PAGE EXTRACT:
It's so enthralling in spirit that an audible gasp of joy rose from a sneak preview audience Monday night when -- even though this is a given point of the plot -- impoverished, good-hearted little Charlie Bucket (the gifted Freddie Highmore) unwrapped his Willy Wonka chocolate bar and found one of five sparklingly golden tickets to tour the towering titular candy plant.
Inside the mysterious factory, Burton brings delicious and Technicolor-bright life to Dahl's visions of chocolate rivers (I sense a theme park ride in our future), everlasting gobstoppers, magic glass elevators and Oompa Loompas, Wonka's staff of uncanny munchkins (all played by a small, amusingly stoic actor named Deep Roy, who is made even smaller through CGI effects).
He also delights in dispatching Dahl's infamous quartet of other ticket winners -- spoiled brats with eerily plasticized faces who soon fall victim to various candy-making contraptions amusingly befitting their particular disciplinary problems.
But the film gets much of its off-kilter energy from Johnny Depp's creation of a daffy, benignly sinister Willy Wonka who is prone to flashbacks of a Burtonesque childhood (a new concoction in the excellent screenplay by John August) featuring a strict, anti-candy dentist for a father (Christopher Lee) and a face wrapped in humorously horrifying orthodontia. "I'm sorry," Wonka says with chirpy, unsettled embarrassment after snapping out of one of these episodes, "I was having a flashback."

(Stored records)
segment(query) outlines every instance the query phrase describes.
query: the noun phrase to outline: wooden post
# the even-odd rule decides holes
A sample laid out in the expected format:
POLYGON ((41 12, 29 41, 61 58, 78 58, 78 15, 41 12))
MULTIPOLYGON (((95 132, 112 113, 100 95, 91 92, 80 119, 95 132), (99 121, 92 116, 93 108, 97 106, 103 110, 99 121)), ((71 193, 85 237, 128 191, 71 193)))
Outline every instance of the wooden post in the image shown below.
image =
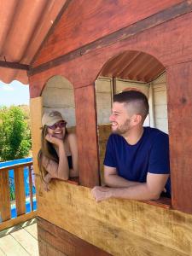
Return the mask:
POLYGON ((192 213, 192 61, 167 68, 172 207, 192 213))
POLYGON ((26 213, 26 195, 23 167, 14 170, 17 216, 26 213))
POLYGON ((2 221, 11 218, 8 170, 0 170, 0 215, 2 221))
POLYGON ((75 89, 76 131, 81 185, 100 184, 95 86, 75 89))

INSTRUCTIONS FOR THE TASK:
Duplicate the part of the film review that runs from "Inside the mysterious" down to "particular disciplinary problems.".

RESPONSE AREA:
Inside the mysterious factory, Burton brings delicious and Technicolor-bright life to Dahl's visions of chocolate rivers (I sense a theme park ride in our future), everlasting gobstoppers, magic glass elevators and Oompa Loompas, Wonka's staff of uncanny munchkins (all played by a small, amusingly stoic actor named Deep Roy, who is made even smaller through CGI effects).
He also delights in dispatching Dahl's infamous quartet of other ticket winners -- spoiled brats with eerily plasticized faces who soon fall victim to various candy-making contraptions amusingly befitting their particular disciplinary problems.